#### Challenges
1. According to the Safe Links passage, what domain do the hostnames of the altered links point to?
2. Arrange the entries from the start of the entries through the line containing "<point>675,185</point>" as a numbered list, omitting blank lines.

=== Excerpted passage ===

To take an example, consider the fate of a direct link to Google when it appears in a message addressed to an Office 365 user with Defender policies enabled. There are different ways the link can appear, such as plaintext, as hyperlink from text section or image. and image with hyperlink. Here is the message according to the sender:


Here is the same message from the vantage point of the Office 365 recipient:

Visually these look identical. But on closer inspection the links have been altered. This is easiest to observe from the MSFT webmail client. True URLs are displayed in the browser status bar at the bottom of the window when hovering over links:


The alterations are more blatant when links are sent as plaintext email:


In this case Safe Links alters the visual appearance of the message, because the URL appears as plain- text instead of being encoded in the HTML mark-up which is not directly rendered.

Structure of altered links

Modifications follow the same pattern:

  • Hostname points to “outlook.com” a domain controlled by MSFT.
  • Original URL is included verbatim as one of the query-string parameters
  • Email address of the recipient also makes an appearance, in the next parameter
  • What is not obvious from the syntactic structure of the link but can be verified experimentally: this link does not require authentication. It is not personalized. Anyone— not just the original recipient— can request that URL from MSFT and will be served a redirect to Google. In other words these links function as semi-open redirectors.
  • There is an integrity check in the link. Tampering with any of the query-string parameters or removing them results in an error from the server. (“sdata” field could indicate a Signature over the Data field. It is exactly 32 bytes of base64-encoded content, consistent with an HMAC-SHA256 or similar MAC intended for verification only by MSFT.) This is what happens if the target URL is modified from Google to Bing:
Safe Link integrity checks: even MSFT’s own redirector refuses to send customers to Bing 🤷‍♂️

Bad interactions: end-to-end encryption

Given this background, now we can discuss a trivial bypass. S/MIME is a standard for end-to-end encryption and authentication of email traffic. It is ancient in Internet years, dating back to the 1990s. Emerging around the same time as PGP, it is arguably the “enterprisey” buttoned-down response to PGP, compliant with other fashionably enterprise-centric standards of its era. While PGP defined its own format for everything from public-keys to message structure, S/MIME built on X509 for digital certificates and CMS/PKCS7 for ciphertext/signature formatting. (Incidentally both are based on the binary encoding format ASN1.) As with PGP, it has not taken off broadly except in the context of certain high-security enterprise and government/defense settings.

=== Data in this exercise ===

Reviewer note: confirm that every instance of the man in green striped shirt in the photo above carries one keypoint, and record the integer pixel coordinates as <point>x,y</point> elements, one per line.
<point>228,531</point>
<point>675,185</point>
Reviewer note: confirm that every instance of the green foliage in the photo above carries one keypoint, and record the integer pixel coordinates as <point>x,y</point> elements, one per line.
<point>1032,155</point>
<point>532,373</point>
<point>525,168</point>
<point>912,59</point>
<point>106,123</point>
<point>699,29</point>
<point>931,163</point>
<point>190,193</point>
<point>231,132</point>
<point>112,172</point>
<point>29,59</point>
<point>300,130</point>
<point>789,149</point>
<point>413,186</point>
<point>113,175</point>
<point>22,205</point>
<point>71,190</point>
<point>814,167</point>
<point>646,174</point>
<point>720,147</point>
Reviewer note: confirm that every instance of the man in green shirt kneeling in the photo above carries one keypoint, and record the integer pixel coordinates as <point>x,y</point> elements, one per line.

===

#### Answers for the tasks
1. They point to "outlook.com", a domain controlled by MSFT.

2.
1. Reviewer note: confirm that every instance of the man in green striped shirt in the photo above carries one keypoint, and record the integer pixel coordinates as <point>x,y</point> elements, one per line.
2. <point>228,531</point>
3. <point>675,185</point>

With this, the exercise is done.